Do you ever feel that way? So many reasons to rejoice, yet wrestling against despair that threatens to suck you down? If you do, don’t beat yourself up. You’ll be glad to know you’re not alone. Suffering occasional blues or even depression is nothing new – even for God-followers. And God knows exactly how to encourage people like us.

Elijah was a powerful prophet, miracle worker, preacher, and prayer warrior, but he had his moments too. His greatest downer immediately followed his greatest win. He triumphed in a “my God’s bigger than your God” demonstration against 450 prophets of Baal, then prayed the prayer that ended a three-and-a-half year drought. However, Elijah sank into despair. One threat from the queen sent him running into the desert with a death wish. Elijah “went a day’s journey into the wilderness. He came to a broom bush, sat down under it and prayed that he might die. ‘I have had enough, LORD,” he said. “Take my life; I am no better than my ancestors’ ” (1 Kings 19:4).

I love the triumph and excitement of what God did through just one man in first Kings eighteen. But I think I like chapter nineteen even more, because I occasionally find myself under the broom bush. God has cared for me there, just as He did Elijah, and He’ll do the same for you.

Physical Refreshment

God didn’t chew Elijah out for being down on himself. No, the first thing He did was let him take a nap and sent an angel with food and water (1 Kings 19:5-8). Actually, it must have been angel cake, because empowered by this meal, Elijah traveled forty days and forty nights. That’s some energy food!

[SOURCE EXCERPT]:
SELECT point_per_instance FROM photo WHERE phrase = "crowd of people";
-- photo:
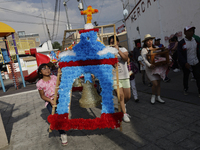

[WORK REQUIRED]:
Write out the Elijah passage above word for word, starting at "Physical Refreshment" and ending at "some energy food!".

[ANSWER TO THIS EXERCISE]:
Physical Refreshment

God didn’t chew Elijah out for being down on himself. No, the first thing He did was let him take a nap and sent an angel with food and water (1 Kings 19:5-8). Actually, it must have been angel cake, because empowered by this meal, Elijah traveled forty days and forty nights. That’s some energy food!